[WORK INSTRUCTIONS]
Drop all pictures and repeat exactly the lines from the line holding "written like <point>70,46</point>." through the end of the records.

[SOURCE MATERIAL]
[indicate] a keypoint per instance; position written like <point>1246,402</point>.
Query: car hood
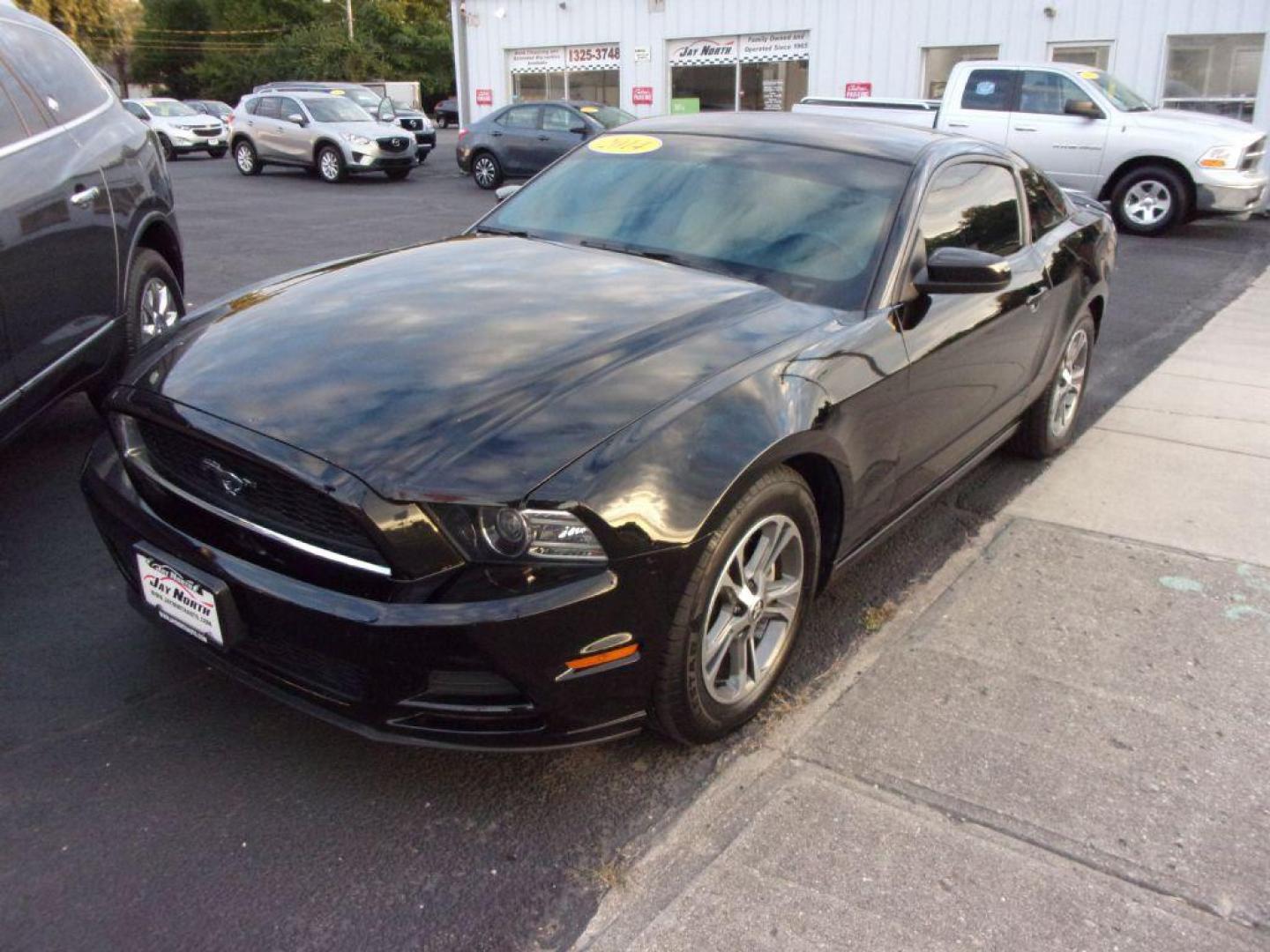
<point>1214,130</point>
<point>471,368</point>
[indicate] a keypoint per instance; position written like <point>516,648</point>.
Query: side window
<point>1044,92</point>
<point>972,205</point>
<point>521,117</point>
<point>990,89</point>
<point>55,70</point>
<point>557,118</point>
<point>1042,208</point>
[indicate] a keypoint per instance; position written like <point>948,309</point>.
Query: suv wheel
<point>155,302</point>
<point>245,158</point>
<point>331,164</point>
<point>487,170</point>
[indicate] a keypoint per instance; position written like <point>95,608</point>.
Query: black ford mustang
<point>594,480</point>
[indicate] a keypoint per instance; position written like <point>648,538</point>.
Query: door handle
<point>83,197</point>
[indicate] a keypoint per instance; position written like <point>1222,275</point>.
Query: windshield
<point>807,222</point>
<point>1120,95</point>
<point>335,109</point>
<point>608,115</point>
<point>168,107</point>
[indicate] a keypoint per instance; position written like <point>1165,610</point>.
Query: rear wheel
<point>1149,201</point>
<point>741,614</point>
<point>245,159</point>
<point>487,170</point>
<point>331,164</point>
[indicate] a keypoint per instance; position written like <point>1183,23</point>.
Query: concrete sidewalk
<point>1061,741</point>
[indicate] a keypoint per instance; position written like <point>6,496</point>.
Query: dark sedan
<point>522,140</point>
<point>594,480</point>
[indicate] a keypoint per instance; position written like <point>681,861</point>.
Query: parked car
<point>446,112</point>
<point>1088,131</point>
<point>332,135</point>
<point>211,107</point>
<point>90,264</point>
<point>522,140</point>
<point>721,357</point>
<point>377,106</point>
<point>179,129</point>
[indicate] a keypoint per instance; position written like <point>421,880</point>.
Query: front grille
<point>265,495</point>
<point>1252,158</point>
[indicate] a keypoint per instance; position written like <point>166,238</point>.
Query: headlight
<point>504,533</point>
<point>1221,158</point>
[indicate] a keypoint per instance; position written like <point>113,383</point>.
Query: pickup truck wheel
<point>1149,201</point>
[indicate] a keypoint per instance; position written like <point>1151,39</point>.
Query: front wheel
<point>1050,424</point>
<point>741,614</point>
<point>1149,201</point>
<point>331,165</point>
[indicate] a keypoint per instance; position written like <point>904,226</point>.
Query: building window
<point>1095,55</point>
<point>752,71</point>
<point>1214,72</point>
<point>938,63</point>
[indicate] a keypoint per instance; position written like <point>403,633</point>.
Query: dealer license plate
<point>181,599</point>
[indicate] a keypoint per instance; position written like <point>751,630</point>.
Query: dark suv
<point>90,264</point>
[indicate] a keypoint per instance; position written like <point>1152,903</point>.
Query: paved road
<point>146,802</point>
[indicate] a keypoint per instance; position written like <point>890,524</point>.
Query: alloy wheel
<point>1070,385</point>
<point>1147,202</point>
<point>159,312</point>
<point>485,172</point>
<point>752,611</point>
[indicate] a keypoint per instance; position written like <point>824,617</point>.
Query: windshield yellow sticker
<point>625,144</point>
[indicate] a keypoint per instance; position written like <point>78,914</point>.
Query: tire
<point>245,159</point>
<point>331,165</point>
<point>155,301</point>
<point>1050,424</point>
<point>1149,201</point>
<point>719,664</point>
<point>487,170</point>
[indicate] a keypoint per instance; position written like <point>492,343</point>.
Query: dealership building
<point>661,56</point>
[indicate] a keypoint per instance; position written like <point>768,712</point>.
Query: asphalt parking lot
<point>152,804</point>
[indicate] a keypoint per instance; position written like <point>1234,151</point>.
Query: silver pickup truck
<point>1087,131</point>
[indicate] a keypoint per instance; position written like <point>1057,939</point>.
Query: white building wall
<point>875,41</point>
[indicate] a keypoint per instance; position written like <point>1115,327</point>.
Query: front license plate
<point>181,599</point>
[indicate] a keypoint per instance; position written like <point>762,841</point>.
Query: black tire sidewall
<point>683,706</point>
<point>1177,213</point>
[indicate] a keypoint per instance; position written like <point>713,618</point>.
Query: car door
<point>983,109</point>
<point>58,260</point>
<point>972,355</point>
<point>557,133</point>
<point>1067,147</point>
<point>516,140</point>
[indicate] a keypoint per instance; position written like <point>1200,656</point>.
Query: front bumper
<point>1229,192</point>
<point>487,674</point>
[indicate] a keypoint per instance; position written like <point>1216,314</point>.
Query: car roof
<point>871,138</point>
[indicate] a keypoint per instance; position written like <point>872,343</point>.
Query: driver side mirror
<point>1084,108</point>
<point>963,271</point>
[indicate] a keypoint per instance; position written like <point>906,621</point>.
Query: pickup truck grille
<point>265,496</point>
<point>1252,156</point>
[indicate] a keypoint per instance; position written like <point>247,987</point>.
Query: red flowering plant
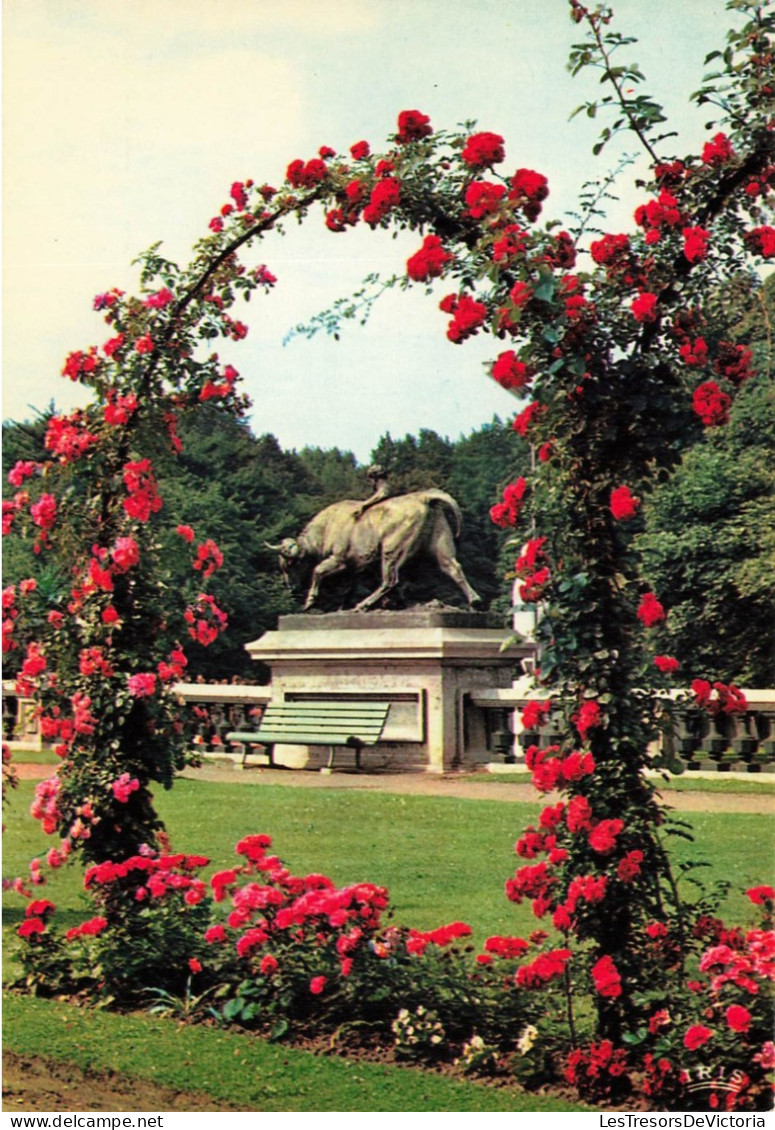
<point>712,1042</point>
<point>298,948</point>
<point>624,363</point>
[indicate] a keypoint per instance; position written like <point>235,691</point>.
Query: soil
<point>33,1084</point>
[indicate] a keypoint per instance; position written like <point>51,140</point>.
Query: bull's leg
<point>453,568</point>
<point>325,567</point>
<point>450,565</point>
<point>390,579</point>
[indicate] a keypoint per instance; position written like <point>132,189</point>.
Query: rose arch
<point>607,340</point>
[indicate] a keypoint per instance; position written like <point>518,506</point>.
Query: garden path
<point>468,787</point>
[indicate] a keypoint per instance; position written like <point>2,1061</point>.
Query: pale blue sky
<point>127,122</point>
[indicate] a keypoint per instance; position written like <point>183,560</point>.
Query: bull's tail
<point>440,498</point>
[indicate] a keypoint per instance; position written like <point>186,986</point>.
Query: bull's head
<point>289,550</point>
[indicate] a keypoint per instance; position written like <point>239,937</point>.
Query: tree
<point>708,537</point>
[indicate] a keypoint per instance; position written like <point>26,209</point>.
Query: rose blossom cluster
<point>275,913</point>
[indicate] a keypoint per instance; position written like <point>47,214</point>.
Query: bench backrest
<point>322,723</point>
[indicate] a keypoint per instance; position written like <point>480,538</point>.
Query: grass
<point>720,783</point>
<point>442,858</point>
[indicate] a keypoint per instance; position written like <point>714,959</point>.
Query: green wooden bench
<point>337,724</point>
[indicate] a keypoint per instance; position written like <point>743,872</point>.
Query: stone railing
<point>738,742</point>
<point>211,710</point>
<point>725,742</point>
<point>214,709</point>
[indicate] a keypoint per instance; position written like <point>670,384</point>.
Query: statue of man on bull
<point>383,529</point>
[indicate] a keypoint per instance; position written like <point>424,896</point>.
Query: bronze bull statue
<point>394,530</point>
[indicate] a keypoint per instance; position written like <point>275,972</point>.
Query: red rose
<point>360,150</point>
<point>695,243</point>
<point>738,1018</point>
<point>696,1036</point>
<point>484,149</point>
<point>484,198</point>
<point>624,504</point>
<point>412,127</point>
<point>711,403</point>
<point>429,261</point>
<point>510,372</point>
<point>650,610</point>
<point>644,307</point>
<point>606,978</point>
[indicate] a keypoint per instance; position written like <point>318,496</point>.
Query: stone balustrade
<point>725,742</point>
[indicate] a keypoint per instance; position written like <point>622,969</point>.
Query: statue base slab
<point>426,662</point>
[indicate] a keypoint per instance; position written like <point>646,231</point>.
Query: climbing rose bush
<point>624,362</point>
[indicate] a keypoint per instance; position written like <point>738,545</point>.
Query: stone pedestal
<point>426,663</point>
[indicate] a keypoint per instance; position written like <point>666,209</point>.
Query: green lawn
<point>240,1069</point>
<point>443,859</point>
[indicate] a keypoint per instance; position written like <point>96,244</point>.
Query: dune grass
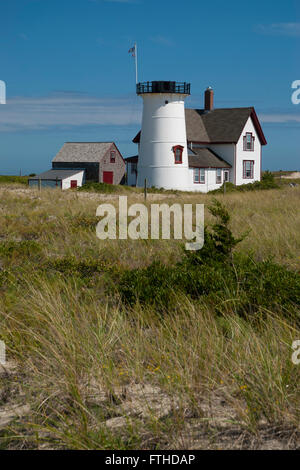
<point>98,373</point>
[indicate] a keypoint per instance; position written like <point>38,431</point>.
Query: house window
<point>178,150</point>
<point>199,175</point>
<point>248,169</point>
<point>226,176</point>
<point>249,142</point>
<point>218,176</point>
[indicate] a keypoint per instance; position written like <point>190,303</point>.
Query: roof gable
<point>221,125</point>
<point>82,152</point>
<point>206,158</point>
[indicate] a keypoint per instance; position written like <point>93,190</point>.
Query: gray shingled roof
<point>82,152</point>
<point>55,174</point>
<point>218,125</point>
<point>223,125</point>
<point>206,158</point>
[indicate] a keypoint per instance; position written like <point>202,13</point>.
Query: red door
<point>108,177</point>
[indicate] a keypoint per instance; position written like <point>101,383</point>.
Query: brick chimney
<point>209,99</point>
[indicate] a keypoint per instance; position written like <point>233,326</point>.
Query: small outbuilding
<point>102,161</point>
<point>63,179</point>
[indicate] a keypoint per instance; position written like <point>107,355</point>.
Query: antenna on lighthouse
<point>133,51</point>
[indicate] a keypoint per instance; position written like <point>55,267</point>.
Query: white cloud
<point>162,40</point>
<point>67,110</point>
<point>280,29</point>
<point>280,117</point>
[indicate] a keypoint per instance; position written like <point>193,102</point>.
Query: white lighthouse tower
<point>163,157</point>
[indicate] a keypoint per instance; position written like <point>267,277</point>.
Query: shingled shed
<point>102,161</point>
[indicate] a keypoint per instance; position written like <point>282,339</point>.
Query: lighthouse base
<point>164,178</point>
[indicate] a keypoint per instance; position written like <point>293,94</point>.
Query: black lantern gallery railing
<point>163,87</point>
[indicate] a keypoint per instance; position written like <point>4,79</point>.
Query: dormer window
<point>248,166</point>
<point>178,150</point>
<point>249,142</point>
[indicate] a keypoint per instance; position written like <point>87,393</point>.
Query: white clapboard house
<point>193,149</point>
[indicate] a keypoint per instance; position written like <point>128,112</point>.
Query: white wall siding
<point>210,181</point>
<point>242,154</point>
<point>79,177</point>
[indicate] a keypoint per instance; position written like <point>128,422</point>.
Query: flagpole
<point>135,53</point>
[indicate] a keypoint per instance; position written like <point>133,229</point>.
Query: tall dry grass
<point>99,375</point>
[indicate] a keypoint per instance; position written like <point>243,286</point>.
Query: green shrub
<point>267,182</point>
<point>24,248</point>
<point>100,187</point>
<point>71,266</point>
<point>216,275</point>
<point>13,179</point>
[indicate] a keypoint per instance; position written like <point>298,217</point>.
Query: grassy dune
<point>87,370</point>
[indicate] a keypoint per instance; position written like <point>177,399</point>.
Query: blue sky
<point>69,76</point>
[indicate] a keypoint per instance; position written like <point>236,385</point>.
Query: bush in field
<point>13,179</point>
<point>216,275</point>
<point>100,188</point>
<point>267,182</point>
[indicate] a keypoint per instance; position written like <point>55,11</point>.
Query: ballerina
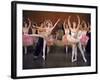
<point>74,31</point>
<point>83,34</point>
<point>26,39</point>
<point>46,31</point>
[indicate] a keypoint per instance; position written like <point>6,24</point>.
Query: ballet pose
<point>26,39</point>
<point>45,30</point>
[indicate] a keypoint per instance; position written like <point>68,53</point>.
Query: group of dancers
<point>75,35</point>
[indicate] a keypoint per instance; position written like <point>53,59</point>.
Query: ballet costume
<point>83,40</point>
<point>74,47</point>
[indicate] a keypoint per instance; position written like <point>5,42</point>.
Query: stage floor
<point>57,57</point>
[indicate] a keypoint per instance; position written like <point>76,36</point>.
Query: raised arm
<point>55,24</point>
<point>29,23</point>
<point>69,24</point>
<point>85,25</point>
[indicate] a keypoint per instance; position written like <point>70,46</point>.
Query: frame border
<point>14,38</point>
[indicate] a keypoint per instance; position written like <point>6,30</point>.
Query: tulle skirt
<point>84,40</point>
<point>28,40</point>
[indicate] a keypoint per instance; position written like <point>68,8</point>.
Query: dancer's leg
<point>84,48</point>
<point>82,52</point>
<point>48,49</point>
<point>73,52</point>
<point>66,49</point>
<point>44,47</point>
<point>25,49</point>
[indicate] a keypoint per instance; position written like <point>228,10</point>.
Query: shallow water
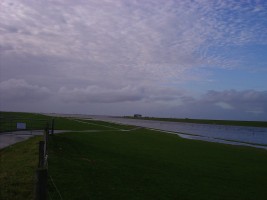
<point>207,132</point>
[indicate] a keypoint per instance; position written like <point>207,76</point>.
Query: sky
<point>161,58</point>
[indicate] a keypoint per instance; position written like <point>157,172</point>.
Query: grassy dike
<point>144,164</point>
<point>107,162</point>
<point>17,170</point>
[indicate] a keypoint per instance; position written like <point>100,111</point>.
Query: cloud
<point>18,90</point>
<point>160,39</point>
<point>228,104</point>
<point>96,94</point>
<point>135,53</point>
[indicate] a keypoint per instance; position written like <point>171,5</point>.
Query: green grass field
<point>145,164</point>
<point>107,162</point>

[SOLUTION FOR THIS EXERCISE]
[indicate] a keypoint per instance; position written like <point>70,46</point>.
Query: frame border
<point>14,38</point>
[indicate] a keypoint per instance; position written like <point>6,30</point>.
Query: tulle skirt
<point>84,40</point>
<point>28,40</point>
[indicate] a keypoint per instance; position written like <point>68,8</point>.
Query: dancer's leg
<point>84,48</point>
<point>82,52</point>
<point>48,49</point>
<point>73,52</point>
<point>66,49</point>
<point>44,47</point>
<point>25,49</point>
[indicate] a keypoint per instance; position written like <point>228,10</point>.
Query: shallow water
<point>207,132</point>
[indicate] a keypoint per instance; position written like <point>207,76</point>.
Query: sky
<point>161,58</point>
[indicate] a keypoint per instance; position written like <point>157,172</point>.
Query: grassy dike
<point>144,164</point>
<point>107,162</point>
<point>17,170</point>
[indicate] a keypoint per instance; position written like <point>100,111</point>.
Query: cloud
<point>18,90</point>
<point>160,39</point>
<point>228,104</point>
<point>96,94</point>
<point>135,53</point>
[indicate] a keypoint per instance; position written like <point>171,5</point>.
Query: green grass field
<point>145,164</point>
<point>107,162</point>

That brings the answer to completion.